— Begin Extracted entries —

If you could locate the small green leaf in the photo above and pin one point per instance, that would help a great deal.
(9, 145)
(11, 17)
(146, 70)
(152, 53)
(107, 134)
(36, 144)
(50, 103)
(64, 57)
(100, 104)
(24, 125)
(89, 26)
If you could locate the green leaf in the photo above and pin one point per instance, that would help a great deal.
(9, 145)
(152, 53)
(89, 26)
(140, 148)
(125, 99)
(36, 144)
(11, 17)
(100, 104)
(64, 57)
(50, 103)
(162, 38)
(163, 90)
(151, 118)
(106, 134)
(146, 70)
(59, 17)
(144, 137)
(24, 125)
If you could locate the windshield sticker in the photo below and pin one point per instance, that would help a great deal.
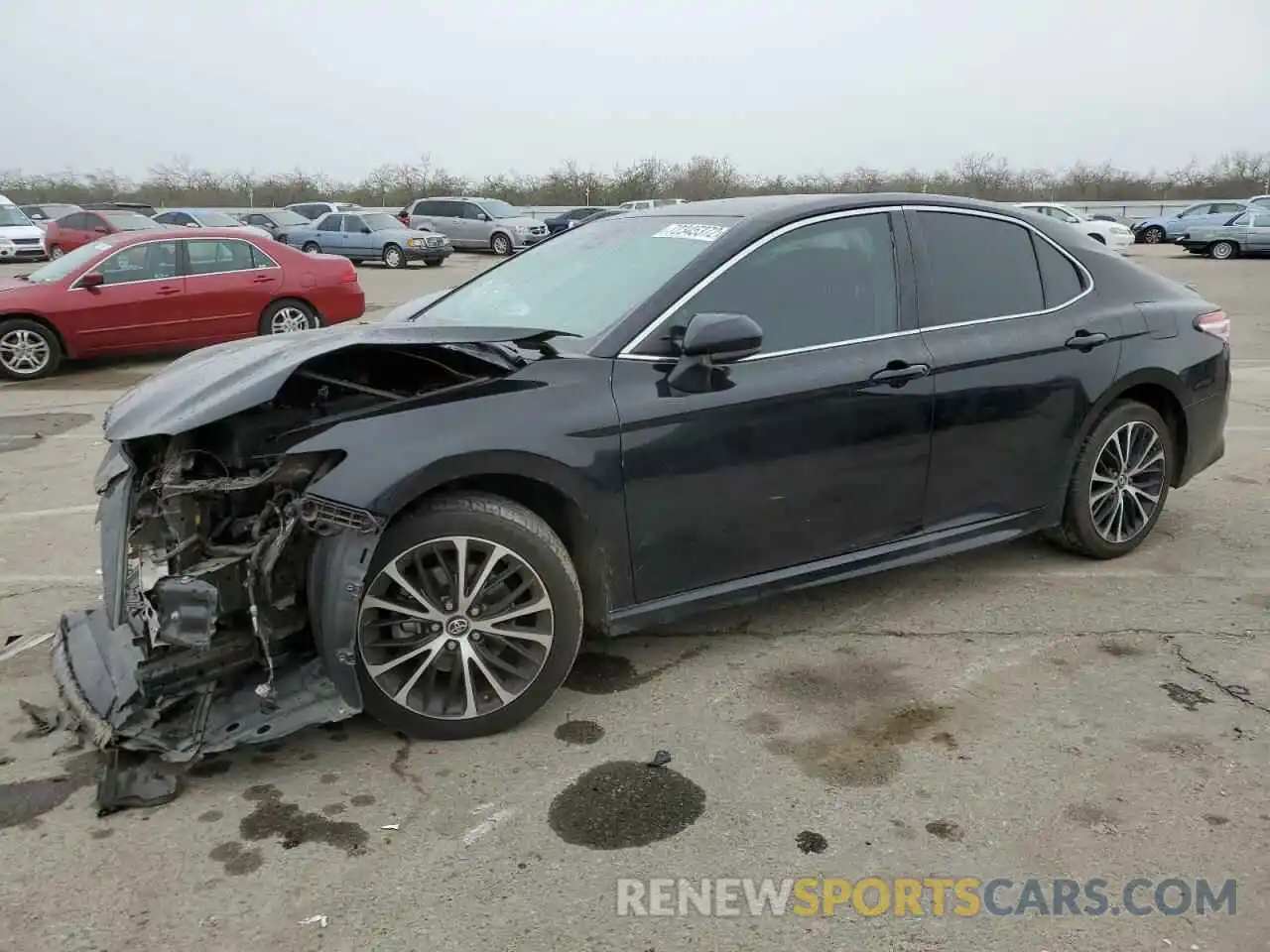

— End Extracted entries —

Gather every line of the listing above that contains the word "could". Case counts.

If you could locate the small green leaf in the photo above and pin one point per instance, that would help a great deal.
If you could locate the green leaf in the photo above and pin one point per instance, that would help a great deal.
If you could locate the windshield sticker in the photo below and pin one point per instance, that would help a great deal.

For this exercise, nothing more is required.